● Opdrachten:
1. Neem uit het artikel over de groene kerk letterlijk het stuk over dat begint bij "Inleiding voor de" en eindigt bij "belangrijk deel bepalen.".
2. Vertaal alsjeblieft deze zin uit het artikel over de groene kerk in het Engels: "Hij werd gevonden door jagers, in een oude schoolbus bij Teklanika River, ten zuidwesten van Fairbanks."

● Tekst:
Artikelen

de groene kerk – enkele theologische overwegingen

Christopher McCandles overleed in 1992 op 24-jarige leeftijd in de wildernis van Alaska. Daar was hij heen getrokken, om alleen te zijn. Op de vlucht, voor zijn leven en zijn achtergrond. Kind van gescheiden ouders, student ver van huis, een studie die hij niet af kon maken. De laatste twee jaar van zijn leven heeft hij alles achter zich gelaten om de wildernis in te trekken. Op zoek naar echtheid, puurheid, zichzelf? Wie zal het zeggen. Hij werd gevonden door jagers, in een oude schoolbus bij Teklanika River, ten zuidwesten van Fairbanks. Die plek is sindsdien een bedevaartsoord geworden. Hij woog nog maar 30 kilo en vermoedelijk van de honger omgekomen. In de bus werd zijn afscheidsnotitie gevonden: ‘Ik heb een gelukkig leven gehad en dank daarvoor de Heer. Tot ziens en God zegene u allen’. (bron: Jan-Hendrik Bakker, In Stilte, een filosofie van de afzondering, p. 72-73). Zijn levensverhaal werd opgetekend in een boek dat in 1996 verscheen en dat wereldwijd bekend werd toen het in 2007 werd verfilmd, Into the Wild, door Sean Penn.

Inleiding voor de christelijke studentenvereniging Ichthus te Groningen – 28 mei 2015

Christopher McCandels wordt een cult-held. Maar zijn tragische dood laat tegelijk zien dat het een valse natuurromantiek. Vgl. het verhaal van de Grizzlyman. “Het is een romantische vergissing de natuur louter te zien als bron van inspiratie, of als de eigenlijke bestemming van de mens zodat we eigenlijk onszelf kunnen zijn” (id, 75). Menselijk zijn wij, omdat wij meer dan natuur zijn, wij zijn culturele wezens, die hun eigen verhouding tot de natuur voor een belangrijk deel bepalen.

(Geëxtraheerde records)
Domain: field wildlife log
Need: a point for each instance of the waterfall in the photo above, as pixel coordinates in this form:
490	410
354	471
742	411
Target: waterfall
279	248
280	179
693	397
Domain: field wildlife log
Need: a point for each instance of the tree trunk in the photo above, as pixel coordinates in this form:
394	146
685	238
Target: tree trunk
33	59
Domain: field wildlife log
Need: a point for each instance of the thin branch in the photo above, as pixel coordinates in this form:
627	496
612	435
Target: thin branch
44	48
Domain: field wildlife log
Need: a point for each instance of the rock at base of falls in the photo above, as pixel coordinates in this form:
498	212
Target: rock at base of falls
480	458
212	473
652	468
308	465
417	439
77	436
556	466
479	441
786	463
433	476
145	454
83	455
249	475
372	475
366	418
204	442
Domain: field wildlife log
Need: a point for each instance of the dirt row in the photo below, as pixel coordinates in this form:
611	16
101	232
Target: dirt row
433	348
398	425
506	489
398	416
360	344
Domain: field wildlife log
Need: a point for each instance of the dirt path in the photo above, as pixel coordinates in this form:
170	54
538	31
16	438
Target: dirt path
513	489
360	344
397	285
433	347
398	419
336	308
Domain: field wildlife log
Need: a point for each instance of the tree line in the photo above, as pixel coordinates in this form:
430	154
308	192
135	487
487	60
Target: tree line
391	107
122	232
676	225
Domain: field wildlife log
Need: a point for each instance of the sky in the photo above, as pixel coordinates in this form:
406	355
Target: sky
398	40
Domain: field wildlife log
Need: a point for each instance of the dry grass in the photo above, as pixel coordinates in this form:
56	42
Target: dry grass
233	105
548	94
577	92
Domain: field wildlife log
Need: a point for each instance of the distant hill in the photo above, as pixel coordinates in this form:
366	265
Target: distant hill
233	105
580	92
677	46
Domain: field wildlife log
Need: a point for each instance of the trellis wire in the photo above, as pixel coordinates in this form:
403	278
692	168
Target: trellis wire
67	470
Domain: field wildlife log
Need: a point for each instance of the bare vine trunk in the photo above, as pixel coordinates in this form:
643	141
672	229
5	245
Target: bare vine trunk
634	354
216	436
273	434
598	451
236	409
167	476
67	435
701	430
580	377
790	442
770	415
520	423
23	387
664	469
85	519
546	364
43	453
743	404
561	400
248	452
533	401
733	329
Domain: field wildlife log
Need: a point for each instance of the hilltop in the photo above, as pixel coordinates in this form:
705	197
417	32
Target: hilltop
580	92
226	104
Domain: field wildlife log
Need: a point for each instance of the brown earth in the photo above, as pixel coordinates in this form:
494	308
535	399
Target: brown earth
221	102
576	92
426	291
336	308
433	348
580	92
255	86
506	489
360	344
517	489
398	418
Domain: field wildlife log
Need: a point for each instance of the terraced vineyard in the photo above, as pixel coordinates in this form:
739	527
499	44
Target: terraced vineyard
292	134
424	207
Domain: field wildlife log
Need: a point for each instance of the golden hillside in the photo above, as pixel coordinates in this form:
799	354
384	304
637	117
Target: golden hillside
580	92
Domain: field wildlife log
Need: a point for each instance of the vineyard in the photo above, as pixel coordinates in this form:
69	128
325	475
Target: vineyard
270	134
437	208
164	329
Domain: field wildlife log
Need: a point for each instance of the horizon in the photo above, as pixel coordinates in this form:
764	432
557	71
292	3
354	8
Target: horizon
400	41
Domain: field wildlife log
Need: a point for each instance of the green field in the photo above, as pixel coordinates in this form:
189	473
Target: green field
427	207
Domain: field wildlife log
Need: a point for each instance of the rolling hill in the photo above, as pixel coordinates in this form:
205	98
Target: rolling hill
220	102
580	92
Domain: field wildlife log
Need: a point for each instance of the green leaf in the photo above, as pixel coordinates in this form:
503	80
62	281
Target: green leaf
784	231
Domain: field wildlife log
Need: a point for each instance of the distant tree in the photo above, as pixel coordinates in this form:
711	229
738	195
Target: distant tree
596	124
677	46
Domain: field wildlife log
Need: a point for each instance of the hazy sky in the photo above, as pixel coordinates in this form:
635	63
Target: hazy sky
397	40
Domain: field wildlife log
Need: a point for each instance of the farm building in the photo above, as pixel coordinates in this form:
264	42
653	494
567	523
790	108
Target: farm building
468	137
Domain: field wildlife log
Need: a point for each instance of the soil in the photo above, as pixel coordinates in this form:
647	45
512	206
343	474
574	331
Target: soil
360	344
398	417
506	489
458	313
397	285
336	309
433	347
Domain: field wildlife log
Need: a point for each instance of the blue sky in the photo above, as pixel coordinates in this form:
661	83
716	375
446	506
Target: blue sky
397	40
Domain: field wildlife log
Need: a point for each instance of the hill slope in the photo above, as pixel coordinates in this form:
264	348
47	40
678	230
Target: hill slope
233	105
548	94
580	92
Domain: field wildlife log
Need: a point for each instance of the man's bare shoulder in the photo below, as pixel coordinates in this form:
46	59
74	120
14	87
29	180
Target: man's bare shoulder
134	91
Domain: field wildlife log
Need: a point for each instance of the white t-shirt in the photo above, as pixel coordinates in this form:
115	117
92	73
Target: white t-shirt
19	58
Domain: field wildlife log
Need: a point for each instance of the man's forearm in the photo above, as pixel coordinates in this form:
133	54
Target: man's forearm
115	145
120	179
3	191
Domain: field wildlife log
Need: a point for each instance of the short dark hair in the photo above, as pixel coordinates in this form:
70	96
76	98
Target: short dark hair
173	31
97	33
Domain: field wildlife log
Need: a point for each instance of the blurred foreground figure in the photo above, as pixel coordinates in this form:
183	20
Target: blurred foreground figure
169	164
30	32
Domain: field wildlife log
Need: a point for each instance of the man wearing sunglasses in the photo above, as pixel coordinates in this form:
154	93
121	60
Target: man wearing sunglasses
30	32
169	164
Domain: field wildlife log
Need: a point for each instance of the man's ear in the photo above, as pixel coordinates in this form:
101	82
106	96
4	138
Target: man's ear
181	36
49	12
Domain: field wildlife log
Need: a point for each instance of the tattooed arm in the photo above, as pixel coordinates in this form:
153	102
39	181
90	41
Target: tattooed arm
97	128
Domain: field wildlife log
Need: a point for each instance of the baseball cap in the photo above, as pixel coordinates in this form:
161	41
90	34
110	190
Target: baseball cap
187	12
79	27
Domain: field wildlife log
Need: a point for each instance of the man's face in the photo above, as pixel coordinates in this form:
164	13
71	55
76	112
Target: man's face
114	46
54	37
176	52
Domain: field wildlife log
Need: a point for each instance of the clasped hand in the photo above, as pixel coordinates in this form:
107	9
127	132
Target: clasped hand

● Uitgewerkte antwoorden:
1.
Inleiding voor de christelijke studentenvereniging Ichthus te Groningen – 28 mei 2015

Christopher McCandels wordt een cult-held. Maar zijn tragische dood laat tegelijk zien dat het een valse natuurromantiek. Vgl. het verhaal van de Grizzlyman. “Het is een romantische vergissing de natuur louter te zien als bron van inspiratie, of als de eigenlijke bestemming van de mens zodat we eigenlijk onszelf kunnen zijn” (id, 75). Menselijk zijn wij, omdat wij meer dan natuur zijn, wij zijn culturele wezens, die hun eigen verhouding tot de natuur voor een belangrijk deel bepalen.

2. He was found by hunters, in an old school bus near Teklanika River, southwest of Fairbanks.